In a more complex web page, it might pay to look closely at the mark-up and style classes used in the containers. Let’s switch to Web Developer Console in Chrome and have a closer look:
The h2 is styled with a class attribute called “post_title”.
This is a useful thing to know, because you can select all containers that use this style class without traversing through a number of unstyled containers.
There’s a useful discussion about selecting elements by their CSS style attributes on this Stack thread. Xpath is much more powerful too, if you’re interested in learning more have a look at this quick start reference to some surprisingly powerful functions.
There are a few more tools that are pretty standard in the SEO world that are absolute must haves for data collection too.
The Frog is the best SEO crawler your money can buy.
I don’t need to write about it a great deal because surely by now you all know this. Perhaps not everybody knows a few useful features in Screaming Frog so that you could, should you wish, scrape quite a lot of data from a small to mid-size website, or a large one rather carefully.

[Entries]
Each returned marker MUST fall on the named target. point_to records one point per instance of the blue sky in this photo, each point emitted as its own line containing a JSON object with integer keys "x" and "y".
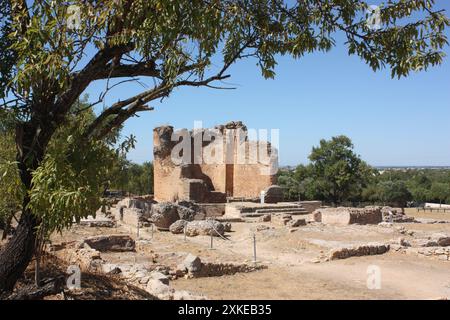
{"x": 391, "y": 122}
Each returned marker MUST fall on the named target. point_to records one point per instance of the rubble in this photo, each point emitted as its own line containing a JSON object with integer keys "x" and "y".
{"x": 164, "y": 215}
{"x": 114, "y": 243}
{"x": 296, "y": 223}
{"x": 358, "y": 251}
{"x": 205, "y": 228}
{"x": 346, "y": 216}
{"x": 178, "y": 227}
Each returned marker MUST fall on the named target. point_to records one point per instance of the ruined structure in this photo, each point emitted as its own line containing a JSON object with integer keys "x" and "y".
{"x": 209, "y": 165}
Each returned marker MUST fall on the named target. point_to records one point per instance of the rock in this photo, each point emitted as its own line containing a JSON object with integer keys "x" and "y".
{"x": 178, "y": 227}
{"x": 164, "y": 215}
{"x": 274, "y": 194}
{"x": 157, "y": 288}
{"x": 317, "y": 216}
{"x": 192, "y": 264}
{"x": 296, "y": 223}
{"x": 442, "y": 240}
{"x": 358, "y": 251}
{"x": 187, "y": 210}
{"x": 114, "y": 243}
{"x": 386, "y": 224}
{"x": 227, "y": 226}
{"x": 346, "y": 216}
{"x": 260, "y": 228}
{"x": 205, "y": 227}
{"x": 186, "y": 296}
{"x": 155, "y": 275}
{"x": 98, "y": 223}
{"x": 281, "y": 219}
{"x": 109, "y": 268}
{"x": 404, "y": 243}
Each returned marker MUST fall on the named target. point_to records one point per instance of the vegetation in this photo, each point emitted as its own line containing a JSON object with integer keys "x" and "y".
{"x": 57, "y": 53}
{"x": 336, "y": 175}
{"x": 133, "y": 178}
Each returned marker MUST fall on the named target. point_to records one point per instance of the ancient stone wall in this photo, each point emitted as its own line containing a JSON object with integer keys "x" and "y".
{"x": 232, "y": 174}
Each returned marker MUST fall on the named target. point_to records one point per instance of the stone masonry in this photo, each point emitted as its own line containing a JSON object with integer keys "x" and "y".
{"x": 203, "y": 181}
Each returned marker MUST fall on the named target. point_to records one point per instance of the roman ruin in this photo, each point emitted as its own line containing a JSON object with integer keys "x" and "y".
{"x": 214, "y": 164}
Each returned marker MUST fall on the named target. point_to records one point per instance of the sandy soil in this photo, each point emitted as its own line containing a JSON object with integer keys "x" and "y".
{"x": 295, "y": 270}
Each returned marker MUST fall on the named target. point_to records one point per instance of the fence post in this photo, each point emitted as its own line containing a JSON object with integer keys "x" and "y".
{"x": 254, "y": 248}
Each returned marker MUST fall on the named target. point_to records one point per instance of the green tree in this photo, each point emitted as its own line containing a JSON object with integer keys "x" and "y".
{"x": 440, "y": 191}
{"x": 58, "y": 56}
{"x": 339, "y": 173}
{"x": 394, "y": 193}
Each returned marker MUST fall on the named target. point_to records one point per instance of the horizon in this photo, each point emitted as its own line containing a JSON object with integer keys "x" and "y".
{"x": 391, "y": 122}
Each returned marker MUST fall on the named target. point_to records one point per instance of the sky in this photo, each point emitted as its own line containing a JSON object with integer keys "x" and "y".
{"x": 391, "y": 122}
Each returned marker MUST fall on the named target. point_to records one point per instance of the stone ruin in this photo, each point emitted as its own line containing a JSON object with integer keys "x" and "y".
{"x": 234, "y": 174}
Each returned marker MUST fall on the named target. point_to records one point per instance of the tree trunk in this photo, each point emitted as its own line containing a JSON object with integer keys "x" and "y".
{"x": 18, "y": 252}
{"x": 15, "y": 257}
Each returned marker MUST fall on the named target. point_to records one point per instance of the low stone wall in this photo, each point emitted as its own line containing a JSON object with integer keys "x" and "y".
{"x": 358, "y": 251}
{"x": 311, "y": 206}
{"x": 211, "y": 210}
{"x": 346, "y": 216}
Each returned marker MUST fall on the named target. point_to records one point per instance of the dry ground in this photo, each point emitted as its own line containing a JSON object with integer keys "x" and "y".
{"x": 294, "y": 270}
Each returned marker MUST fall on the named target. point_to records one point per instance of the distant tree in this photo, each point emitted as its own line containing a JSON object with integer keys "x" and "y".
{"x": 420, "y": 194}
{"x": 338, "y": 172}
{"x": 440, "y": 191}
{"x": 184, "y": 43}
{"x": 393, "y": 193}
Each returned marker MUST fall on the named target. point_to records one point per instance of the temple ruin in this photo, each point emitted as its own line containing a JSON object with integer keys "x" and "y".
{"x": 211, "y": 165}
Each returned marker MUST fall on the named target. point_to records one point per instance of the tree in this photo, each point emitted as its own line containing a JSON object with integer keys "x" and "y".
{"x": 60, "y": 50}
{"x": 339, "y": 173}
{"x": 393, "y": 193}
{"x": 440, "y": 191}
{"x": 7, "y": 55}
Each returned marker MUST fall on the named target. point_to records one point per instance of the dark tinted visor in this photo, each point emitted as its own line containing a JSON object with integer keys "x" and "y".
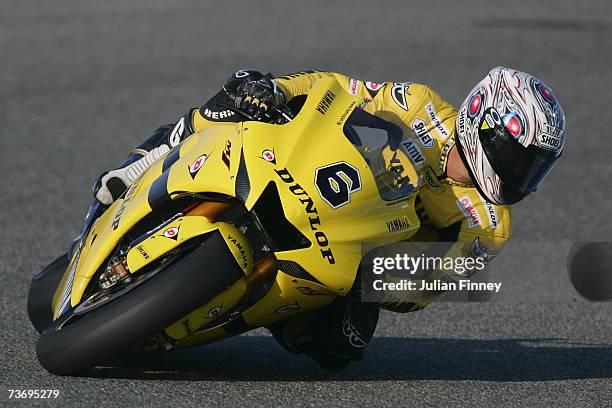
{"x": 520, "y": 168}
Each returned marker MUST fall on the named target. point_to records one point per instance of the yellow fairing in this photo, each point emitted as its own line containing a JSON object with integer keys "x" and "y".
{"x": 182, "y": 230}
{"x": 244, "y": 160}
{"x": 169, "y": 174}
{"x": 300, "y": 148}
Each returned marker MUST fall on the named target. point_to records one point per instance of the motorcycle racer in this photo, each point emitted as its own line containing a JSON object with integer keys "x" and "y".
{"x": 475, "y": 163}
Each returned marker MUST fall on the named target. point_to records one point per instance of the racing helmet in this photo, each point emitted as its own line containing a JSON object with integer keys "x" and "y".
{"x": 510, "y": 131}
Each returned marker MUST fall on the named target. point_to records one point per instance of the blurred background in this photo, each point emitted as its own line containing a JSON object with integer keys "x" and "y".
{"x": 83, "y": 82}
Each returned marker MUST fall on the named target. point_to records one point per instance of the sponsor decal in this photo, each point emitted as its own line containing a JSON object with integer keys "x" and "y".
{"x": 478, "y": 250}
{"x": 364, "y": 103}
{"x": 336, "y": 182}
{"x": 311, "y": 212}
{"x": 492, "y": 118}
{"x": 419, "y": 127}
{"x": 287, "y": 308}
{"x": 227, "y": 152}
{"x": 143, "y": 252}
{"x": 398, "y": 224}
{"x": 308, "y": 291}
{"x": 413, "y": 152}
{"x": 197, "y": 164}
{"x": 171, "y": 233}
{"x": 546, "y": 93}
{"x": 373, "y": 86}
{"x": 325, "y": 102}
{"x": 550, "y": 141}
{"x": 514, "y": 124}
{"x": 126, "y": 200}
{"x": 353, "y": 86}
{"x": 346, "y": 113}
{"x": 444, "y": 154}
{"x": 241, "y": 74}
{"x": 216, "y": 115}
{"x": 491, "y": 214}
{"x": 351, "y": 332}
{"x": 214, "y": 312}
{"x": 432, "y": 180}
{"x": 461, "y": 121}
{"x": 398, "y": 93}
{"x": 297, "y": 74}
{"x": 241, "y": 250}
{"x": 269, "y": 156}
{"x": 177, "y": 133}
{"x": 435, "y": 120}
{"x": 475, "y": 105}
{"x": 469, "y": 211}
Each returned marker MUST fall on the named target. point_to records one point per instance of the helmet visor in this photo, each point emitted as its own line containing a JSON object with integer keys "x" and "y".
{"x": 519, "y": 168}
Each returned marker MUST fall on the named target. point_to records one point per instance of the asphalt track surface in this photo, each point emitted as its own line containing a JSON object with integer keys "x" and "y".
{"x": 83, "y": 82}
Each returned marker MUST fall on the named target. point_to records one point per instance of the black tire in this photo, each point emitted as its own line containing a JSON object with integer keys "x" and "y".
{"x": 41, "y": 292}
{"x": 143, "y": 312}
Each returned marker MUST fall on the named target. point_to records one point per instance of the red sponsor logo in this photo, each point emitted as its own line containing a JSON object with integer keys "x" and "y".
{"x": 373, "y": 86}
{"x": 469, "y": 211}
{"x": 268, "y": 155}
{"x": 197, "y": 164}
{"x": 171, "y": 233}
{"x": 353, "y": 85}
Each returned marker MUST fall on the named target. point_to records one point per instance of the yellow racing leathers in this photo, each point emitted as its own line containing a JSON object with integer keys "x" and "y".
{"x": 449, "y": 211}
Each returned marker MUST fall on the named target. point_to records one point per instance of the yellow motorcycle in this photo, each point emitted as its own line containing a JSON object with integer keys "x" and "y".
{"x": 240, "y": 226}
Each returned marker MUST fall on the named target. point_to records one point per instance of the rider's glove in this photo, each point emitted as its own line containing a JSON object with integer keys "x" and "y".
{"x": 256, "y": 97}
{"x": 110, "y": 185}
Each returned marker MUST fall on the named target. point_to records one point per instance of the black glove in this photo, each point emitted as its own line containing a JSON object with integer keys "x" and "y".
{"x": 256, "y": 97}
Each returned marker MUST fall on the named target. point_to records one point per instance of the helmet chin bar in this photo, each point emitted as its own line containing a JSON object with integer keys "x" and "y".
{"x": 473, "y": 178}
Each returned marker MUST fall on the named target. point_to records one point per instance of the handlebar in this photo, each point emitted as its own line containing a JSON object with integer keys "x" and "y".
{"x": 279, "y": 115}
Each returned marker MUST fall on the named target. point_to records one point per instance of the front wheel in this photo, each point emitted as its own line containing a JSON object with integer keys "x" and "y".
{"x": 142, "y": 312}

[Your instructions]
Carry on the passage about collecting web data with XPath, CSS classes, and Screaming Frog, picking up after its final sentence.

[The output]
Scraping with Filters: XPath, CSS Selectors and Regex
Screaming Frog has two massively powerful features if you’re going to use it for data extraction. Include/Exclude URLs and the XPath/Regex/CSS Selector based scraper.
Include URLs is really easy to configure, and gives you quite a lot of focus over which pages you’d like to crawl on a site. In the example below, category pages linked to via the Women’s clothing category on asos.com
Several site architecture data collection ideas spring to mind with this feature, but today we’re more interested in scraping.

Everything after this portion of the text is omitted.